◆ **STATED GOAL**
Transcribe the patent claims below word for word, starting with "- 4. The layer" and going on through "parameter of said first crystalline layer.".

◆ **EXTRACTED TEXT**

Claims
- 1. A layer structure for crystallographically orienting a layer of a hexagonal close-packed (hcp) material formed thereon, comprising, in overlying sequence:
(a) a first crystalline layer of a material having a first lattice parameter and a strong preferred growth orientation; (b) a second crystalline layer of a material having a second lattice parameter and the same strong preferred growth orientation as said first crystalline layer; and (c) a third crystalline layer of a hcp material having a lattice parameter similar to or different from said second lattice parameter of said second crystalline layer and a strong preferred growth orientation; wherein said second crystalline layer has a lower interfacial energy with said first crystalline layer and a higher interfacial energy with said third crystalline layer, owing to a lower surface energy of said first crystalline layer and a higher surface energy of said second crystalline layer.
- 2. The layer structure as in claim 1, wherein:
said lower surface energy of said first crystalline layer is not greater than about 2.0 J/m2 and said higher surface energy of said second crystalline layer is not less than about 2.7 J/m2.
- 3. The layer structure as in claim 1, wherein:
said third crystalline layer of a hcp material has a [0002] lattice parameter similar to or different from said second lattice parameter of said second crystalline layer and a strong <0002> preferred growth orientation.
- 4. The layer structure as in claim 1, wherein:
said second lattice parameter of said second crystalline layer is similar to or different from that of said first lattice parameter of said first crystalline layer.
- 5. The layer structure as in claim 1, wherein:
said first crystalline layer has a melting temperature (Tm) not greater than about 2,100° C.
- 6. The layer structure as in claim 1, wherein:
said second crystalline layer has a melting temperature (Tm) not less than about 2,100° C.
- 7. The layer structure as in claim 1, wherein:
said first crystalline layer is from about 1 to about 50 nm thick and comprises at least one material selected from the group consisting of: Al, Ag, Au, Cu, Zn, Ni, Ti, Pd, Pt, Mg, Ca, Be, Sc, Sr, La, Zr, Rh, Cd, Tl, Pb, Se, Te, Gd, Nd, Pr, Tb, Dy, Ho, Er, Tm, Yb, Lu, Mn, Fe, Cr, and alloys thereof.
- 8. The layer structure as in claim 1, wherein:
said second crystalline layer is from about 1 to about 50 nm thick and comprises at least one material selected from the group consisting of: Ru, Re, Ir, Os, Co, Pt, Ti, Hf, Th, Gd, Mo, Nb, Ta, W, and alloys thereof.
- 9. The layer structure as in claim 1, wherein:
said third crystalline layer is from about 1 to about 50 nm thick and comprises at least one material selected from the group consisting of: Ru, Co, CoCr, CoCrPt, and alloys thereof.
- 10. The layer structure as in claim 1, further comprising:
(d) a layer comprised of an amorphous or nano-crystalline material beneath said first crystalline layer.
- 11. The layer structure as in claim 10, wherein:
said amorphous or nano-crystalline layer comprises a material having short range order and mean nearest neighbor atomic spacing with a value similar to the nearest neighbor atomic spacing of said first crystalline layer.

◆ **DATA LISTING**
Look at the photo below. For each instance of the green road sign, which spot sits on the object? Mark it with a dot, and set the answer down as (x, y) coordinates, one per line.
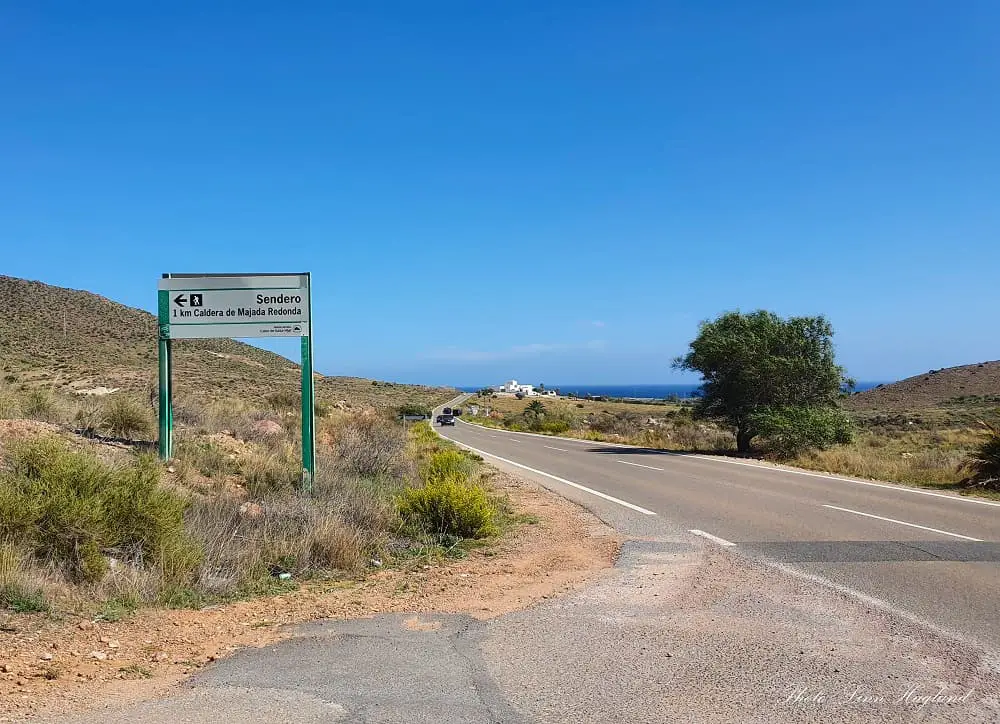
(209, 306)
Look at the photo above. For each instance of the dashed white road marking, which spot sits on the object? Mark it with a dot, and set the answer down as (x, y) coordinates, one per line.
(714, 538)
(903, 522)
(648, 467)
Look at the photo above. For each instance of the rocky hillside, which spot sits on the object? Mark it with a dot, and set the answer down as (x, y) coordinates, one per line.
(75, 340)
(976, 384)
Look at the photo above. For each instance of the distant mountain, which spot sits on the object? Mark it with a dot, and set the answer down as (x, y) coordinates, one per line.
(968, 384)
(69, 339)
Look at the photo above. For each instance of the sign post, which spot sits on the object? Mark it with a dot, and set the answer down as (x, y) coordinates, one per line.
(211, 306)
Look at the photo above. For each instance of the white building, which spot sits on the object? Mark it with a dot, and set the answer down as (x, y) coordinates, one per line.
(513, 388)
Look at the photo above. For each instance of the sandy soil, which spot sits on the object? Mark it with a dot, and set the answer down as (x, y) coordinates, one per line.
(60, 665)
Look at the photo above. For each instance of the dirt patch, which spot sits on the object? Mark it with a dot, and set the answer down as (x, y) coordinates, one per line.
(53, 666)
(931, 388)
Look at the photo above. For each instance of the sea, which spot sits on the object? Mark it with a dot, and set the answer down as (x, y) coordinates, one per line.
(640, 392)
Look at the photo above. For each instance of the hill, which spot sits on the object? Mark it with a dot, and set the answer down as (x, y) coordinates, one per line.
(74, 340)
(968, 386)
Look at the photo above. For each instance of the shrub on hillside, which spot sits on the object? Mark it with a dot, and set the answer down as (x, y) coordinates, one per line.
(446, 464)
(285, 400)
(369, 447)
(551, 425)
(790, 431)
(450, 507)
(126, 417)
(40, 405)
(10, 404)
(984, 461)
(414, 408)
(625, 424)
(265, 473)
(247, 544)
(69, 507)
(17, 592)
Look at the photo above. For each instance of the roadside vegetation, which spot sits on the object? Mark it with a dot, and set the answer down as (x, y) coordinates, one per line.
(91, 522)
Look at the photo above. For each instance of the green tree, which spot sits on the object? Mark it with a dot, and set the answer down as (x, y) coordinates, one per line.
(757, 363)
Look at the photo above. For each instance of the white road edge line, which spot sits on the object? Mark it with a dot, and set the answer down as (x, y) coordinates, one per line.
(584, 488)
(897, 488)
(766, 468)
(648, 467)
(903, 522)
(714, 538)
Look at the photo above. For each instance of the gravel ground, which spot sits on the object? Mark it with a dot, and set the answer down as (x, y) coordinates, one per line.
(679, 630)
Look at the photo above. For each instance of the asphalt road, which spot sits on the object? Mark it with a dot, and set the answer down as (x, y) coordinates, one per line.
(735, 623)
(933, 556)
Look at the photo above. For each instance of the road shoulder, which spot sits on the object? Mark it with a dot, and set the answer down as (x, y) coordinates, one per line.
(48, 667)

◆ **EXERCISE ANSWER**
- 4. The layer structure as in claim 1, wherein:
said second lattice parameter of said second crystalline layer is similar to or different from that of said first lattice parameter of said first crystalline layer.